─── Source information
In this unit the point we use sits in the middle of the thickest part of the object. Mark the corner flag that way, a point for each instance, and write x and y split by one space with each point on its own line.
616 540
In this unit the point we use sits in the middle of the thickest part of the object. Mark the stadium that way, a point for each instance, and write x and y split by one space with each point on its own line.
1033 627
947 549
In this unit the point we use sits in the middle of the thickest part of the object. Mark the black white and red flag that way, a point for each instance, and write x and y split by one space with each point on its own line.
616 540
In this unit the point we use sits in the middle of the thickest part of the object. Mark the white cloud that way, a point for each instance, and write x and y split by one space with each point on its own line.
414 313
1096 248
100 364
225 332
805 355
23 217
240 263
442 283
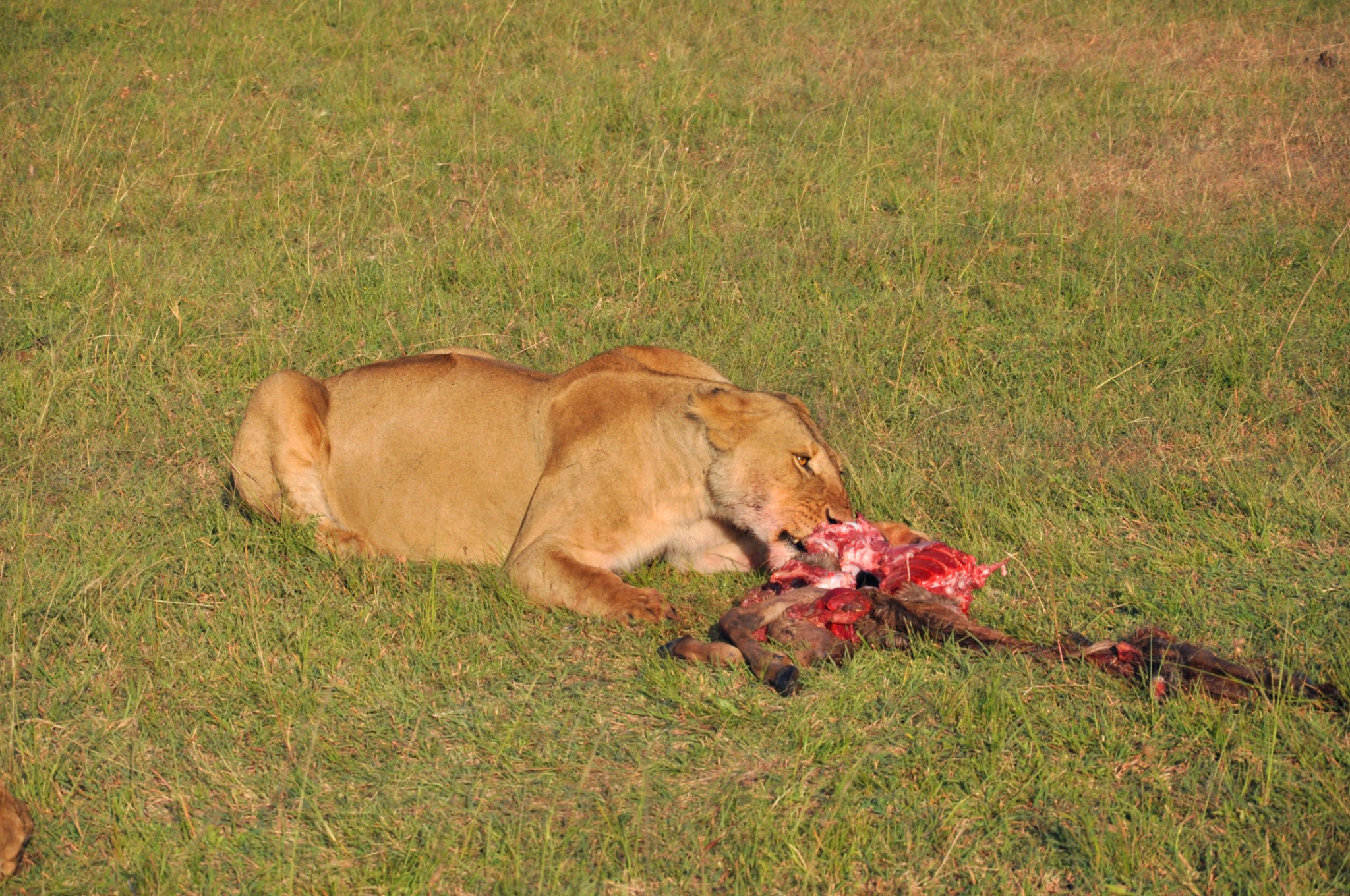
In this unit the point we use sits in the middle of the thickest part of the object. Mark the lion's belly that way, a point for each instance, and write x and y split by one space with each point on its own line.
434 467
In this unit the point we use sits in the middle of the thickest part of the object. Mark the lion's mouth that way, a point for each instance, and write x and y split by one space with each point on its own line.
796 544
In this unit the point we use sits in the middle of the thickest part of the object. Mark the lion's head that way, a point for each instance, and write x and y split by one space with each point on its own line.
773 474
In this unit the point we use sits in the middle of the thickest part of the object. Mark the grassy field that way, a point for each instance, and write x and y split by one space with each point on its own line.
1057 280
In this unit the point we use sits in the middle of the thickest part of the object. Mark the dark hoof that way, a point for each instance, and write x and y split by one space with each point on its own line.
786 681
670 648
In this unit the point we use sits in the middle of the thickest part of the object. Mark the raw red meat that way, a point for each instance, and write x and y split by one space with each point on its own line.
859 549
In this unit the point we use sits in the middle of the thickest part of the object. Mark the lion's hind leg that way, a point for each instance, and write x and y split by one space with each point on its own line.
281 449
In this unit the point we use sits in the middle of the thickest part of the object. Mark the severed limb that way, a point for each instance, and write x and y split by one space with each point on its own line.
1148 655
740 624
1175 664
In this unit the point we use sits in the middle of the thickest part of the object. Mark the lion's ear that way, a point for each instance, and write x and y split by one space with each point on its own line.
724 410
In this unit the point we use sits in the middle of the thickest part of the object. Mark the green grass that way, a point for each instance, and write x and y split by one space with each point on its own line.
1043 274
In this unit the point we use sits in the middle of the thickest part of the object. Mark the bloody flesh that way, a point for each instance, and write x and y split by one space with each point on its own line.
863 555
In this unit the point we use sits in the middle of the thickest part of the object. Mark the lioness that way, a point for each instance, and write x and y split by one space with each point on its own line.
572 478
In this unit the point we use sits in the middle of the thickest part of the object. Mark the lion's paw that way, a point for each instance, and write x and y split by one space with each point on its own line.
641 605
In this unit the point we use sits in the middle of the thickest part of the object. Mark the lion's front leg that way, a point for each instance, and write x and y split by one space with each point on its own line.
552 575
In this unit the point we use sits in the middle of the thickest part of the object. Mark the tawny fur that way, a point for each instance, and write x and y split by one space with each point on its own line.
──────
### Brief
Exactly and only the lines from the one containing "the lion's front" to the end of the entries above are to be written out.

### Response to the exercise
In this unit the point we use sits in the middle of the thickest part of the object. Mark the lion's front leg that way, a point for each instance, and write x and y split by one space with each point on its own line.
552 575
In this unit the point we use sits in the middle of the thickest part of the object. Mark the tawny fur that way, a point for each instance, and write x and y split by one space with each point on its own line.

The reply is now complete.